Bitte bearbeiten:
- 1) Gib aus dem Forumsauszug zu Drop-Shot ohne Hänger den Teil wieder, der mit den Worten „Zudem riecht das“ beginnt und mit „mehr nütze sind.“ endet, und benenne darin „Schrauben und Nägel“ in „Muttern und Bolzen“ um.
- 2) Wodurch löst sich laut phirania im Forumsauszug zu Drop-Shot ohne Hänger jedes Blei aus den Steinen?
- 3) Setze den Forumsauszug zu Drop-Shot ohne Hänger im Anschluss an seine letzte Zeile fort.

Textauszug:
..............................

Zudem riecht das mit seinen Fortsätzen auch nach Kraut-, Dreck- und Plastiktütenharke.

Bei hoher Hängertracht finde ich: So primitiv, billig und leicht/schnell zu installieren wie nur möglich.

Alles andere artet in nervigen Stress aus - ob nun beim Basteln oder direkt am Wasser.

Mein persönlicher Favorit für notorische Bleiverdunfriedhöfe sind einfach olle Schrauben und Nägel mittelgroßen bis größeren Formats.

Ruhig schon angerostete Fundteile, die seit Opas Zeiten in der allerhintersten Schuppenecke rumgammeln und sonst zu nix mehr nütze sind.

Die müssen ja nur ihr Gewicht aufbringen und sonst gar nix können. Schön aussehen gleich zweimal nicht *ggggggg*.

(Form-) Schlanker, billiger und bei Abriss umweltfreundlicher gehts schon fast nicht mehr.

Finde ich noch entspannter als die per se gut funzende Bleischrotkette - denn mehrfaches Einzel-Schrot-Anklemmen ist vergleichsweise auch viel Arbeit


----------



## phirania (30. September 2015)

*AW: Drop-Shot ohne Hänger?*

@Kati
Als Weintrinker sollte man sich zu helfen wissen...|rolleyes
Ist zwar ein wenig Bastelarbeit aber hat bei mir schon viele Hänger verhindert.:q
Durch den Auftrieb der Korken,löst sich jedes Blei aus den Steinen.


----------



## Revilo62 (30. September 2015)

*AW: Drop-Shot ohne Hänger?*

Kann mir nicht vorstellen, dass das beim DS funktioniert, sieht auch nach einer möglichen Grundmontage aus.

Tight Lines aus Berlin :vik:


----------



## CaptainPike (30. September 2015)

..............................

(Datensätze zu Punktannotationen)
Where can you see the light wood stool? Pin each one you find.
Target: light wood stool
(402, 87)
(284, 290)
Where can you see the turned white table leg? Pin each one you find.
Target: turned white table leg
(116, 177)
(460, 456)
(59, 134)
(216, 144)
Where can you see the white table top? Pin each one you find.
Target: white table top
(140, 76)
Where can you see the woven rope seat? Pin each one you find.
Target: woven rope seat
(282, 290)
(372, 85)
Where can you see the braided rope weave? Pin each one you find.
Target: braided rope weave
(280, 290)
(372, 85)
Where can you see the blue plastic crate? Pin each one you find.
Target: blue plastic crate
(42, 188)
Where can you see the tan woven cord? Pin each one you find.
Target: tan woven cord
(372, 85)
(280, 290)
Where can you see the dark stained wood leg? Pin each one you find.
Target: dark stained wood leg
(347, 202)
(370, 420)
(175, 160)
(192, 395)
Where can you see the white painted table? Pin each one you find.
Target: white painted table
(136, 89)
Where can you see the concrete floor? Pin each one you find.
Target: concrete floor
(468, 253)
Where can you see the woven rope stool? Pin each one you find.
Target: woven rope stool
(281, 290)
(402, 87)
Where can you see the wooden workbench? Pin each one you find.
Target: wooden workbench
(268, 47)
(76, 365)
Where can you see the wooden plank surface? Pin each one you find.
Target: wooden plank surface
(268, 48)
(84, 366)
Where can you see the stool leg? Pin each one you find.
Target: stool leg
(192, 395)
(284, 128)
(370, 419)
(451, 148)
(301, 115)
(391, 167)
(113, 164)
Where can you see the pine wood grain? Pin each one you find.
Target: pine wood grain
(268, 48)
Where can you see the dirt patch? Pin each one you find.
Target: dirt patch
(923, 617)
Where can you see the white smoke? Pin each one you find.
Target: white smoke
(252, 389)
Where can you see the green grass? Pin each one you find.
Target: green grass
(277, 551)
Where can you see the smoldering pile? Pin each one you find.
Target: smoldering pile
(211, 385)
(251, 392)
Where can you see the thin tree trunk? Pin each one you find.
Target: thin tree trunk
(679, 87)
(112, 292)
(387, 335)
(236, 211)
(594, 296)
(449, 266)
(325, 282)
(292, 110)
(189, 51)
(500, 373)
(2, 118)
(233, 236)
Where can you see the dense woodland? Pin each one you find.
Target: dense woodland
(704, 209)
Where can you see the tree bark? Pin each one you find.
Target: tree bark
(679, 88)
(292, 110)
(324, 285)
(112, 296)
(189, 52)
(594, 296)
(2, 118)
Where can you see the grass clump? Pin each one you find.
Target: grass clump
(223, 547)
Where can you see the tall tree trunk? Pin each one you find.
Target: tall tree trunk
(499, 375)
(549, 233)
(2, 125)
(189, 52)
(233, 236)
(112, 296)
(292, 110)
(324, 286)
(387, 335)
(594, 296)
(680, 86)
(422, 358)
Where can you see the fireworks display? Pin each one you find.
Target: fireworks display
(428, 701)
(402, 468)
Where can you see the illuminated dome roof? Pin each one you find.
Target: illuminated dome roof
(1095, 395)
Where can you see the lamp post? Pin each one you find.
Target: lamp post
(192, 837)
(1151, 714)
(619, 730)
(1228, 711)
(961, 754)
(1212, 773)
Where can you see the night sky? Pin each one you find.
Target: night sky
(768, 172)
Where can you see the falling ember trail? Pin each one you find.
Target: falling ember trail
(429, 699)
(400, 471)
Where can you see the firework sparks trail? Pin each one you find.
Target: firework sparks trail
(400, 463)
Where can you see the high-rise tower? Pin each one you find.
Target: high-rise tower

..............................

Als Antwort:
- 1)
Zudem riecht das mit seinen Fortsätzen auch nach Kraut-, Dreck- und Plastiktütenharke.

Bei hoher Hängertracht finde ich: So primitiv, billig und leicht/schnell zu installieren wie nur möglich.

Alles andere artet in nervigen Stress aus - ob nun beim Basteln oder direkt am Wasser.

Mein persönlicher Favorit für notorische Bleiverdunfriedhöfe sind einfach olle Muttern und Bolzen mittelgroßen bis größeren Formats.

Ruhig schon angerostete Fundteile, die seit Opas Zeiten in der allerhintersten Schuppenecke rumgammeln und sonst zu nix mehr nütze sind.

- 2) Durch den Auftrieb der Korken.

- 3)
*AW: Drop-Shot ohne Hänger?*

Ich schätze das wird beim Rankurbeln unangenehm werden mit den Streben. Mir ist gestern unter der Dusche aber noch ein Einfall gekommen (bitte keine blöden Witze  ) Vielleicht könnte man so eine Art Kugel aus diesem Hühnermaschendraht bauen und das Blei da reinpacken. Am besten möglichst feinmaschigen nehmen. Die Konstruktion könnte man vielleicht sogar irgendwie so bauen das bei einem Hänger erst die "Drahtkugel" flöten geht - Das wäre billig, schnell ersetzt und würde im Gewässer in Rekordzeit halbwegs schadlos wieder wegrosten.


----------



## PirschHirsch (30. September 2015)

*AW: Drop-Shot ohne Hänger?*

Am besten sowas in der autonom agierenden Tiefseetaucher-Variante:

http://2.f.ix.de/tp/imgs/89/1/1/0/2/0/8/6/2c8fe885c69cb956.jpg

Das latscht je nach Programmierung souverän die ganze Strecke von selbst ab, umgeht sämtliche Ritzen fuchsig-perfekt dank seiner Sensoren, haut störenden Hechten, Wallern etc. präventiv-montageschützend aufs Maul (zumindest ein Bein dafür dürfte grade immer frei sein) und lässt sich noch mit allerlei Gimmicks versehen (Mini-Rücken-Torpedorohren zur spontanen Erlegung nerviger Dampfer usw.).

Entsprechend getunt kann das gleichzeitig fangen, killen, filetieren, filmen und parallel im Wasser gekühltes Bier zwischendurch zum Angler an Land krabbeln.

Im entsprechenden Kameramodus sorgt es dann auch noch per Live-Übertragung aufs Landdisplay für Unterhaltung, falls sich in ihrem Revieranspruch gestörte Naturschalentiere zum Wollhandkrabben-Gladiatorencatchen à la Mortal Combat animiert fühlen sollten und dann ärgerlich auf das Teil losgehen.

Man muss ihm halt nur zu verstehen geben, was es denn so alles tun soll. Das ist ein gehorsamer Diener.


----------



## Mehrhooger (30. September 2015)

*AW: Drop-Shot ohne Hänger?*

Also ich denke das es mit diesen Spitzen niemals funktionieren wird.... also vom Ufer aus.
Ich würde die Spitzen nochmal biegen so das sie quasi wie Blütenblätter aussehen.
Nur meine bescheidene Meinung.


----------



## Schmidtler (30. September 2015)

*AW: Drop-Shot ohne Hänger?*

Das mit den biegen stimmt, wird bestimmt besser klappen. Ich werde das Ding nochmal überarbeiten. 

Gesendet von meinem D5503 mit Tapatalk


----------



## wrdaniel (30. September 2015)

*AW: Drop-Shot ohne Hänger?*

Ich weis nicht wie weit du raus musst, aber mit ner längeren Rute lassen sich viele Hänger wieder lösen. Ich "Dropshotte" gerne mit einer 3,6m Rute mit 4oz Spitze. Gute Bisserkennung inklusive.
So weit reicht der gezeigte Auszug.